▸ **Instruction**:
Identify every line in the listing below that contains the word "target" and copy each of those lines.

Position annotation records
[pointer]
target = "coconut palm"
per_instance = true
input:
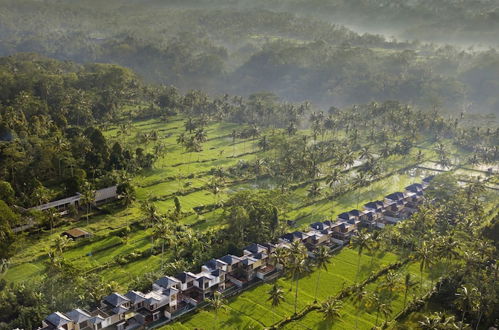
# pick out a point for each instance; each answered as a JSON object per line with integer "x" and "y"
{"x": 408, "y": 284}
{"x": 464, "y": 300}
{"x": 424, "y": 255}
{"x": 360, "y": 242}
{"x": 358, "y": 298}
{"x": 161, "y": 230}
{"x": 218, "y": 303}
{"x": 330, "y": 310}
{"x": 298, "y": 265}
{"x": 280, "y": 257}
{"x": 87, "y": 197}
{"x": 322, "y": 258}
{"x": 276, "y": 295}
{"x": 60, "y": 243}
* * *
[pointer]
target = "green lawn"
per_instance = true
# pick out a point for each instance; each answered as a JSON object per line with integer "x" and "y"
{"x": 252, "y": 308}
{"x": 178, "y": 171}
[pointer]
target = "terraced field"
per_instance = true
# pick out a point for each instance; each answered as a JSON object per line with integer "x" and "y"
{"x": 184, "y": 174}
...
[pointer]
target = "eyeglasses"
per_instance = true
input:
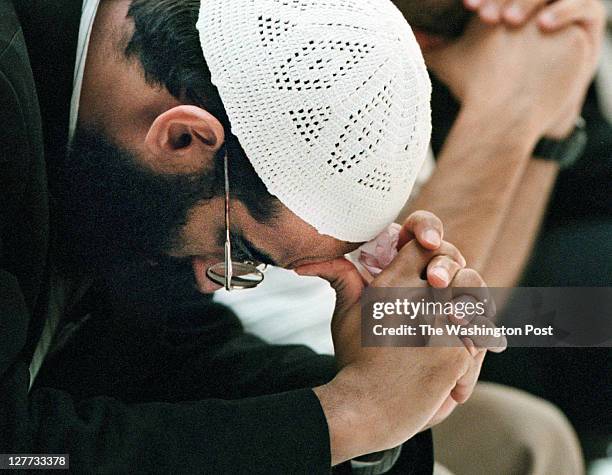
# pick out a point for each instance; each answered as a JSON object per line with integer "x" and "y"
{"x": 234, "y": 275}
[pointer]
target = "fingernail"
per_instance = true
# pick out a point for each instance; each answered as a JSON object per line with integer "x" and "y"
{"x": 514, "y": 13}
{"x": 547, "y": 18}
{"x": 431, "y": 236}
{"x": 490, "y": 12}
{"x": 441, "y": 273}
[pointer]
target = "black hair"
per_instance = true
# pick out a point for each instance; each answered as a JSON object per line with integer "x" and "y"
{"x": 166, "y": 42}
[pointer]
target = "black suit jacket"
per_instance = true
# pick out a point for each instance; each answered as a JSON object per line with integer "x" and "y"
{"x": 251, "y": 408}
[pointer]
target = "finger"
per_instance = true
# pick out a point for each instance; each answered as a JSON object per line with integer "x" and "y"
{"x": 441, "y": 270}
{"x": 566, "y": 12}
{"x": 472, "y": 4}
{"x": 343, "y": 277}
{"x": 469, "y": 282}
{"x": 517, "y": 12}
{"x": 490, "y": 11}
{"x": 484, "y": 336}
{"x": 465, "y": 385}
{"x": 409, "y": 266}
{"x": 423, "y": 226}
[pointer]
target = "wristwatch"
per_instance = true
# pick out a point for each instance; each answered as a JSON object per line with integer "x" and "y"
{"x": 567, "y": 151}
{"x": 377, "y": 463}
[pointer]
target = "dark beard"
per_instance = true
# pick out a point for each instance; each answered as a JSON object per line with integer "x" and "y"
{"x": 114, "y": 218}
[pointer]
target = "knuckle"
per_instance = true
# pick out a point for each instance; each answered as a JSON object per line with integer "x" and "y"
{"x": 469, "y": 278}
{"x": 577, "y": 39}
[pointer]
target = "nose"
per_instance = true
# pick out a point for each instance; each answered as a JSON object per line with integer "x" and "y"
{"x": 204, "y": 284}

▸ **Complete answer**:
target = "coconut palm"
target = "green lawn"
target = "terraced field"
target = "eyeglasses"
target = "fingernail"
target = "black hair"
target = "black suit jacket"
target = "finger"
target = "wristwatch"
target = "dark beard"
target = "knuckle"
target = "nose"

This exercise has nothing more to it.